### The request
Reproduce every line of the records below, requests included. Multiply each point coordinate in the answers by 0.3 and round it to a whole number, halves up, leaving the numbers in the requests and their format samples unchanged.

Start Record excerpts

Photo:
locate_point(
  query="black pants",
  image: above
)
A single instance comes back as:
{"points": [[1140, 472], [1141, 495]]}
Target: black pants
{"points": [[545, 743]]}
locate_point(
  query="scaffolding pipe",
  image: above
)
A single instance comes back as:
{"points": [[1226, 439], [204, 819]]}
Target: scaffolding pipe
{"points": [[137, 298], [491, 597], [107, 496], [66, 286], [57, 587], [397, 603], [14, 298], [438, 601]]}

End Record excerpts

### The answer
Photo:
locate_point(
  query="black pants",
  image: above
)
A single instance comes back as:
{"points": [[1140, 472], [1141, 495]]}
Target: black pants
{"points": [[164, 223]]}
locate_point(
  query="scaffolding pipe",
  image: above
)
A single instance comes back as:
{"points": [[1226, 439], [204, 819]]}
Target: scaffolding pipe
{"points": [[41, 89], [147, 179], [32, 149], [20, 86], [17, 176], [119, 181], [4, 89], [131, 180]]}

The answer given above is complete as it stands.